== LIST OF TASKS ==
1 - Answer these questions using the forum thread about finding a 12-volt grinder for a mobile setup.
(a) Which grinder does Joe the fish call a good place to start?
(b) What espresso machine does PhillyYasvilly say he owns?
(c) Up to what amount does PhillyYasvilly's price range go?
2 - In the grinder thread, retype the stretch from "Go manual! Plenty" through "the machine .", keeping every character and punctuation mark unchanged.

== PROVIDED TEXT ==
(begin)

# Howdy all, looking for grinder that can run off 12v and isn't too big (mobile set-up)



## PhillyYasvilly (Jan 30, 2014)

Hello,

So I've my home set-up sorted but I still have no grinder! I'll be running it off a battery!

Space is a concern but unfortunately I've no dimensions with me.

Anybody have an idea about this one? Brasillia about 150 euro?

http://www.donedeal.ie/cateringfittings-for-sale/coffee-machine-and-cofey-grinder/6505068

*worst case scenario we get a grinder to practice with and then another when hitting the road!

Many thanks,

your advice is much appreciated,

Philip


----------



## Joe the fish (Feb 12, 2014)

Go manual! Plenty of options vintage to modern, plenty of price ranges and no battery drain. Porlex is a good place to start but let us know budget, what your grinding for and how often and more suggestions will come


----------



## Mrboots2u (May 10, 2013)

I'd want something with a bit more adjustment on it than a porlex for the lever machine you have .

A good grinder is massively important , even more so for a lever machine .

So set s decent budget in comparison to what you spend on the machine .

Don't skimp on the grinder .....


----------



## PhillyYasvilly (Jan 30, 2014)

I've an Izzo Pompei Dual Fuel spring lever beast. Manual is an option we'd consider, we hope to be trading for between 4 and about 8 hours on average. Not sure as to how much beans we'd be going through to be honest at this stage. Price range goes upto about €250, could be pushed for something lovely!

I'll have a goo now at different manual offerings.

Thanks again,

Philip


----------



## Mrboots2u (May 10, 2013)

(end)

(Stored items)
(begin)

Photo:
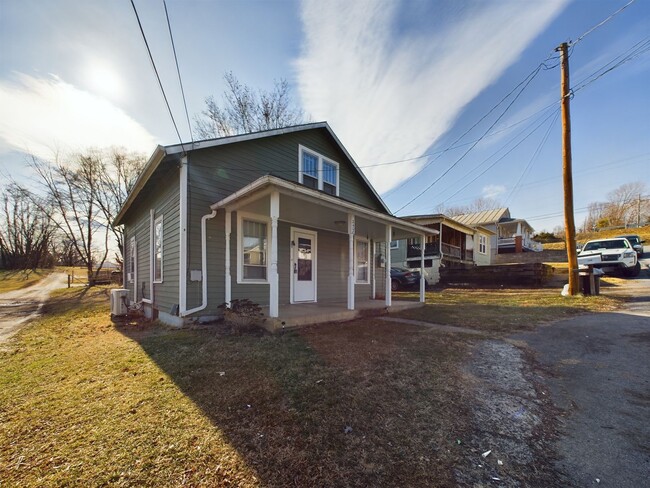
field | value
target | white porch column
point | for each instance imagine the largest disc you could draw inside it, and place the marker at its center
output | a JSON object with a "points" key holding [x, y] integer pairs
{"points": [[372, 266], [228, 283], [389, 237], [422, 280], [274, 282], [351, 279]]}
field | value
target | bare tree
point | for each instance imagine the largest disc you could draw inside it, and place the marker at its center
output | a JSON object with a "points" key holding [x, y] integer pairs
{"points": [[118, 173], [622, 203], [72, 190], [244, 110], [624, 206], [25, 232], [478, 205]]}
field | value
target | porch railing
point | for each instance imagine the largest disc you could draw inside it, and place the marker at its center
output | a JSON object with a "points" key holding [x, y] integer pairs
{"points": [[414, 250]]}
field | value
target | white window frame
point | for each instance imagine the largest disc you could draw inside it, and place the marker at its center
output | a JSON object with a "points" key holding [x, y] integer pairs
{"points": [[321, 159], [356, 263], [261, 219], [482, 244], [158, 221], [132, 261]]}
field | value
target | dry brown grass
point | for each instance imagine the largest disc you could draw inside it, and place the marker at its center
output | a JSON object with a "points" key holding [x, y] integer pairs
{"points": [[505, 310], [18, 279], [83, 402]]}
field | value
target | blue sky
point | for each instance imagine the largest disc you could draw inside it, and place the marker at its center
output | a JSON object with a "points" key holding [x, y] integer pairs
{"points": [[395, 80]]}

(end)

== PROBLEM SOLUTIONS ==
1 -
(a) Porlex
(b) An Izzo Pompei Dual Fuel spring lever
(c) About €250

2 -
Go manual! Plenty of options vintage to modern, plenty of price ranges and no battery drain. Porlex is a good place to start but let us know budget, what your grinding for and how often and more suggestions will come


----------



## Mrboots2u (May 10, 2013)

I'd want something with a bit more adjustment on it than a porlex for the lever machine you have .

A good grinder is massively important , even more so for a lever machine .

So set s decent budget in comparison to what you spend on the machine .